# [TEXT UNDER STUDY]
*** Begin section ***

The little girl walking on the sidewalk ahead of us clutches her mother's hand, but continues to turn around and curiously survey my daughter as she sweeps her white cane back and forth with each step she takes. I smile at the little girl and continue the conversation I'm having with my daughter.
It used to bother me when strangers would stare. My daughter was born with her eye condition, Aniridia (which is the absence of an iris) and is considered legally blind. She has a number of other diagnoses due to her rare disease, and we've been living with that knowledge since she was three days old.
When my daughter was a baby I would get so mad and hurt by the stares of strangers at the mall, at the park, or anywhere else where they would notice her unique appearance. Many would remark, "Oh, somebody is tired...", "It must be nap time...", "Mommy, why don't you let her sleep?" She couldn't open her eyes very wide, so everyone would think she was sleeping when she was actually wide awake. I had even made a rule, "Six 'Sleepy Baby' comments and we leave." I remember my sister counting along with me one day at the mall. God bless her, because we hit the sixth and she was ready to go too!
I hated being stared at.
Now, however, I have come to realize that 'the stare' is my opportunity to shows God's grace and to walk out my faith. At times the stare can be my chance to educate someone about my daughter's eye condition and rare disease, and that's great. But, other times, being stared at when there really isn't time or opportunity to educate the "starer" is just a perfect time for me to cling to the Holy Spirit within me and remember what scripture has told us about the world.
You are the light of the world. A town built on a hill cannot be hidden. Matthew 5: 14 NIV
My prayer is not that you take them out of the world but that you protect them from the evil one. John 17: 15 NIV
Do not conform to the pattern of this world, but be transformed by the renewing of your mind. Then you will be able to test and approve what God’s will is—his good, pleasing and perfect will. Romans 12: 2 NIV
We were MADE to stand out. Jesus stood out too. Everywhere he went, people stared. Everywhere he went, people misunderstood him. Everywhere he went, he was an object of curiosity. This was how people were drawn to him! This was how he could teach about God's love!

*** End section ***

# [GIVEN ENTRIES]
*** Begin section ***

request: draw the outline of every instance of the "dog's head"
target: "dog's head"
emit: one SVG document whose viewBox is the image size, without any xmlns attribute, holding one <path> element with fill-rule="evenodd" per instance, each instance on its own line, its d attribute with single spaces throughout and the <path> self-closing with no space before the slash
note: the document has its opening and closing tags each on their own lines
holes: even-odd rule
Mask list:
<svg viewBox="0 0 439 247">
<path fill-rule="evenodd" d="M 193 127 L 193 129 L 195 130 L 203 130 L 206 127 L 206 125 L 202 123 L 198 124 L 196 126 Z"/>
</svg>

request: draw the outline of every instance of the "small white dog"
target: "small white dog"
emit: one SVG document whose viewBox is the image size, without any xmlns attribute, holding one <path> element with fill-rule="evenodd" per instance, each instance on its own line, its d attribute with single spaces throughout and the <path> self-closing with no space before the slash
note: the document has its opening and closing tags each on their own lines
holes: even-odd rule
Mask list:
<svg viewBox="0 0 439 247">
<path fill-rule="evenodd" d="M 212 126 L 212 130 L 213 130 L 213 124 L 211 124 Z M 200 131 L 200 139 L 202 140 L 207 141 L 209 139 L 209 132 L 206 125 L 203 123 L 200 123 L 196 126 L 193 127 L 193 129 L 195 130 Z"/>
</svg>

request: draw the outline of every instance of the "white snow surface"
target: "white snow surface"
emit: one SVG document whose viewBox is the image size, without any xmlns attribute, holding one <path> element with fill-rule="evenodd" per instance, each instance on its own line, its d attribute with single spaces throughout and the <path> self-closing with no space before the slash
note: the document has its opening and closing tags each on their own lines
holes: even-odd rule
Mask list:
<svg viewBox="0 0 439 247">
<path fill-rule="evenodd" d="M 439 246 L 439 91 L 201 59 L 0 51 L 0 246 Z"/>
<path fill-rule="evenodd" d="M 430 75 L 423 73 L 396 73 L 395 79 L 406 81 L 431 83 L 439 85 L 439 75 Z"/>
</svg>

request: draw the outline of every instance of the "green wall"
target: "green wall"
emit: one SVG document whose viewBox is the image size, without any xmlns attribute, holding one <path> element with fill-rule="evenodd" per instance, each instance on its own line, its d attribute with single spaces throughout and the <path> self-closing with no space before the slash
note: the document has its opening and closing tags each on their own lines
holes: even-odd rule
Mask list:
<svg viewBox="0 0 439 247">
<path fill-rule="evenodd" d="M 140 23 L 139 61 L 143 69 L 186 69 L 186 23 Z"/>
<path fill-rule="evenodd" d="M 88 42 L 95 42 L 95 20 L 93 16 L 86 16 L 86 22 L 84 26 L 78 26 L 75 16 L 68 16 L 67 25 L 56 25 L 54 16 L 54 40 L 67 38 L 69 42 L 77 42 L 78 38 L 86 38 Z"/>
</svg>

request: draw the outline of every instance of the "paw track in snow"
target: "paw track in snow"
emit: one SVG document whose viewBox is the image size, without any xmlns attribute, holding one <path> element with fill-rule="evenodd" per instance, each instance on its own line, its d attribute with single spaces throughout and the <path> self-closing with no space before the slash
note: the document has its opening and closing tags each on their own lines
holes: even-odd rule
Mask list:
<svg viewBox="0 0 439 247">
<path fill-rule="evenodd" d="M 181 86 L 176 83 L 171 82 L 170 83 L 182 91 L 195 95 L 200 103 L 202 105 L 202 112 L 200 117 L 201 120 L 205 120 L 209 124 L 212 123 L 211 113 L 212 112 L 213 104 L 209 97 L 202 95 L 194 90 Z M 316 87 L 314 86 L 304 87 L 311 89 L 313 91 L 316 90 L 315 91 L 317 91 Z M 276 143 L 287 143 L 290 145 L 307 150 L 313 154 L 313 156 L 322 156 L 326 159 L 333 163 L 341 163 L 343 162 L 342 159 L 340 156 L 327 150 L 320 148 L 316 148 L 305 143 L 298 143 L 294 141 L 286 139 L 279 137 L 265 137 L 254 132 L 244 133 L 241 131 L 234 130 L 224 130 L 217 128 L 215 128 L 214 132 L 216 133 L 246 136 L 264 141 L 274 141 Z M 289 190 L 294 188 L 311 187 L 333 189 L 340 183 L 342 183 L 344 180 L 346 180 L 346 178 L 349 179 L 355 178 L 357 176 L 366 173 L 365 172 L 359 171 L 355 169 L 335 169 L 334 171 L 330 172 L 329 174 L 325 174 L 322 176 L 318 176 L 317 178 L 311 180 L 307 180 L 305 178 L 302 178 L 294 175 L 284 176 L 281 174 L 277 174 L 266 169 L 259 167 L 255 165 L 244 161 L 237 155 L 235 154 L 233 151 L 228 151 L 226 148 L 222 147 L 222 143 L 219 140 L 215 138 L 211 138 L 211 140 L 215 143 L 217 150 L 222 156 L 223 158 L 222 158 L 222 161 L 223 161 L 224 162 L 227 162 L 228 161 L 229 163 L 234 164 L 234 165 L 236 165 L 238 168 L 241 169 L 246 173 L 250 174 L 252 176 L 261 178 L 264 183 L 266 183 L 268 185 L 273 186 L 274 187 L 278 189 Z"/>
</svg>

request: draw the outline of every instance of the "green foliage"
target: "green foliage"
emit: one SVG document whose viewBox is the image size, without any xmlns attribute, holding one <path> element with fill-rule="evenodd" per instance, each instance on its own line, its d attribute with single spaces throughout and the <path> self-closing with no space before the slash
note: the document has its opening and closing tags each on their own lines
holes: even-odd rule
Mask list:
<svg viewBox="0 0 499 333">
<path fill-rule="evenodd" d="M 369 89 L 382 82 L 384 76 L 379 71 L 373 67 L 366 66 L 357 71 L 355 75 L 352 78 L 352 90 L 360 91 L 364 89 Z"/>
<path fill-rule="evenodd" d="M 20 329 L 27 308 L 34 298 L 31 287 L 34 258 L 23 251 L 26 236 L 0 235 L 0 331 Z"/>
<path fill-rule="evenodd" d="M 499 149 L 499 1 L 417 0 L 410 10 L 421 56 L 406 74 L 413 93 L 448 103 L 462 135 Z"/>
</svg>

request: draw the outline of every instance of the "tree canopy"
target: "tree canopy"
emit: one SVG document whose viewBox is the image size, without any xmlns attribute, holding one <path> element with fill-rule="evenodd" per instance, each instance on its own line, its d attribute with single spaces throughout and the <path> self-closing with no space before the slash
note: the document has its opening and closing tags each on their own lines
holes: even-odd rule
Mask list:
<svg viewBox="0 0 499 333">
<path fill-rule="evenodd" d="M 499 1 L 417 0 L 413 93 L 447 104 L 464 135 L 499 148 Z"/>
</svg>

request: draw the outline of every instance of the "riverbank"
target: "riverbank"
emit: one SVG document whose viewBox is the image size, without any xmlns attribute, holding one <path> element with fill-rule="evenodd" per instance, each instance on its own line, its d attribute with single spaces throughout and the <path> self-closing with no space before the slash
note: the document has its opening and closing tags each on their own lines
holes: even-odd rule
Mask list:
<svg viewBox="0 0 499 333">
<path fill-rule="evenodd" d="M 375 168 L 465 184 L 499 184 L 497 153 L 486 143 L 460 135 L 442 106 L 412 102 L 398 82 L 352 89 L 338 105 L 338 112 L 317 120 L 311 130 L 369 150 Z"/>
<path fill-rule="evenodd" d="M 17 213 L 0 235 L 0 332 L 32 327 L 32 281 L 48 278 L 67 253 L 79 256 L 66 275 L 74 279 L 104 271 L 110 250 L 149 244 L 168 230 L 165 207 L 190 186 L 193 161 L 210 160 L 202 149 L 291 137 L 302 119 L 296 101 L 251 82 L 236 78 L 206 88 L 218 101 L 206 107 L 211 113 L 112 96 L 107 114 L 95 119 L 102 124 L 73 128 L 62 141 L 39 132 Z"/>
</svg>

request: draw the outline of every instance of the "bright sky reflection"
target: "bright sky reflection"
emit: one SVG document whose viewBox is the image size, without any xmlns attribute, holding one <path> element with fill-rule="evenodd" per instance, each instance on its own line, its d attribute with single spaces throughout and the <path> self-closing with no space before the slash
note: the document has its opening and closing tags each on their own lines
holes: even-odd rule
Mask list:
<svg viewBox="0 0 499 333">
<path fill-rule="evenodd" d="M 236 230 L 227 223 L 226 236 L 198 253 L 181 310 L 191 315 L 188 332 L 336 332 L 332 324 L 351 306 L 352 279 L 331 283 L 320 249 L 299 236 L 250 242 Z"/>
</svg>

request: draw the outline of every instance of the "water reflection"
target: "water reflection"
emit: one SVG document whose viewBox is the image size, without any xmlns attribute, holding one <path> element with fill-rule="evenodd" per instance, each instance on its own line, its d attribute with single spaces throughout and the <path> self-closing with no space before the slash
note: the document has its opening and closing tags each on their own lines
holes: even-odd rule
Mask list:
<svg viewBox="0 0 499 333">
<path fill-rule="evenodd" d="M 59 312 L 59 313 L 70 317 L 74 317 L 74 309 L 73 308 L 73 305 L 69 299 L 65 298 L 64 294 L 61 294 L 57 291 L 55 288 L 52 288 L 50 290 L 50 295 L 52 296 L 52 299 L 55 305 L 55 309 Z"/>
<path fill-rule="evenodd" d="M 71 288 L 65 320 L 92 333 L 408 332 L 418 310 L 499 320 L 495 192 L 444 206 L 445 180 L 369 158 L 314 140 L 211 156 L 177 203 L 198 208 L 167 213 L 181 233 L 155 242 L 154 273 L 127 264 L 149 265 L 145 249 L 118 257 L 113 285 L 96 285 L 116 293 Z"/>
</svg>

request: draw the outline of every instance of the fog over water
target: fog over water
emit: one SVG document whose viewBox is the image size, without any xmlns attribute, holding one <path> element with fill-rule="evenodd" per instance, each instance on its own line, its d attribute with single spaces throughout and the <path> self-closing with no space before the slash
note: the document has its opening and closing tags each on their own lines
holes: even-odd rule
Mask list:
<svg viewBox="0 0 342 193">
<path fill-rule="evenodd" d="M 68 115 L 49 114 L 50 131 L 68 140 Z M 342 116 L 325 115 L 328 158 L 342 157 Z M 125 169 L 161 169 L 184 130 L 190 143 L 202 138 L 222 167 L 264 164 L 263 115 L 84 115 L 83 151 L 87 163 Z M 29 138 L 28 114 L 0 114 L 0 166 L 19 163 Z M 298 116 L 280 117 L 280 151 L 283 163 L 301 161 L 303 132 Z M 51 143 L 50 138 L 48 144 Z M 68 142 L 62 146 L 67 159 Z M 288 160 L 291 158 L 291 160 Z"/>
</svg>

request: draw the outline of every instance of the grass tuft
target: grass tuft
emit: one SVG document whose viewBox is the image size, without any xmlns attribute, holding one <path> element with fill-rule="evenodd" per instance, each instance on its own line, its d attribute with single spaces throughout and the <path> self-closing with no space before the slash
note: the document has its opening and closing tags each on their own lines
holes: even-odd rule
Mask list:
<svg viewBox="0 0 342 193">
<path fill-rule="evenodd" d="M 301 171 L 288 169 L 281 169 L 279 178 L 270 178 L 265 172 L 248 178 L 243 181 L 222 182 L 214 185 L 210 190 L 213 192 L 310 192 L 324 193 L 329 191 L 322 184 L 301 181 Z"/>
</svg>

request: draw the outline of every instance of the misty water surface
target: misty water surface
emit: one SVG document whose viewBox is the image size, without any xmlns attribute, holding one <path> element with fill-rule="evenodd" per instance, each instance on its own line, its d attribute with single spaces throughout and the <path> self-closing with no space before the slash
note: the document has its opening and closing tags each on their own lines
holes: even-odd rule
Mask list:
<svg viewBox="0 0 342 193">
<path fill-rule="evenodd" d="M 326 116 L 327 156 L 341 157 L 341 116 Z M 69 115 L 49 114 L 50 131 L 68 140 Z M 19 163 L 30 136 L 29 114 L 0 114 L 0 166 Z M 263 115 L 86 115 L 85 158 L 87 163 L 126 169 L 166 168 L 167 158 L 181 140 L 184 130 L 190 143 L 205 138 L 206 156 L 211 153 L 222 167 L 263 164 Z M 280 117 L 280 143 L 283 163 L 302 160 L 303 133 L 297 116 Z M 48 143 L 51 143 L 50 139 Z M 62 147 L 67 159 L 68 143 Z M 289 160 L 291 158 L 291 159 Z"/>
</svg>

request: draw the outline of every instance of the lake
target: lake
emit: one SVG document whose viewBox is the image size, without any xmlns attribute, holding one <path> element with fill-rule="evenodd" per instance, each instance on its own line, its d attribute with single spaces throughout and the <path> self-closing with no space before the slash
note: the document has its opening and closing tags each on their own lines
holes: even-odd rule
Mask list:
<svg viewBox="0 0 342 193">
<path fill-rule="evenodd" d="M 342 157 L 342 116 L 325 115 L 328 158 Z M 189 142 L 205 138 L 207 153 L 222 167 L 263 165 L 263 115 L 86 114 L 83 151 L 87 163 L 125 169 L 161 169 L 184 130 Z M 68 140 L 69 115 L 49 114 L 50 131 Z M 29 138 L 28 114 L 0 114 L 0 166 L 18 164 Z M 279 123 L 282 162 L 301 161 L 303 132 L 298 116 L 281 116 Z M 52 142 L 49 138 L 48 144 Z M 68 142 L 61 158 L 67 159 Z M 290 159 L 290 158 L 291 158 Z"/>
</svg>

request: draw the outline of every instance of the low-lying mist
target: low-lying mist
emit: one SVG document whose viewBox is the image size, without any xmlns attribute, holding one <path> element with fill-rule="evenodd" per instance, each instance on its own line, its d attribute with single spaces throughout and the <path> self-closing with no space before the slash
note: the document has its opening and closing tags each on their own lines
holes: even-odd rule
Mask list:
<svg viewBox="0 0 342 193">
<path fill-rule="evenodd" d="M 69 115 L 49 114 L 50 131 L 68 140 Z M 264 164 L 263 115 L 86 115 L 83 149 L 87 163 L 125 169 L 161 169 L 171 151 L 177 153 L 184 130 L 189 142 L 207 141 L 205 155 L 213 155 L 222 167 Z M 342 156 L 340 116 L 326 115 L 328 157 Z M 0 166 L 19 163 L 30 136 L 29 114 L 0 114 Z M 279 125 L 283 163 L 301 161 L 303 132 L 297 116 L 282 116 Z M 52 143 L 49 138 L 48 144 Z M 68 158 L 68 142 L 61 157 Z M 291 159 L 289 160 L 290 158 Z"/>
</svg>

*** End section ***

Resume the essay on strangers staring at a legally blind daughter, writing on from its final sentence.

So, I started to learn through God's grace and through much study of Scripture that I needed to see the "stares" as a blessing.
One tip I learned from other parents of children with the same syndrome my daughter has is to get some cheap business cards printed up with the name of the rare disease, some of the "symptoms" of it, and a website or two of where to go to learn more. This way, if there really is some educating that can take place, but there doesn't seem to be time or opportunity, I can hand the card to the person (perhaps it's even a doctor) and leave it up to them to explore more about others like my daughter.
Don't get me wrong, the stares can still hurt. Plus, there are some who are more gracious than others. But, I know that I am in good company. Jesus was always one to stand out, and that means my daughter truly is made in the image of her creator.
Pray: Heavenly Father, it really hurts when I feel like someone I love is being judged harshly by the world. Help me to remember that we called to stand OUT in this world, and NOT to just blend in to the crowd. Give my heart; and my child's heart, peace when we realize that someone may be looking at us with curiosity. Amen.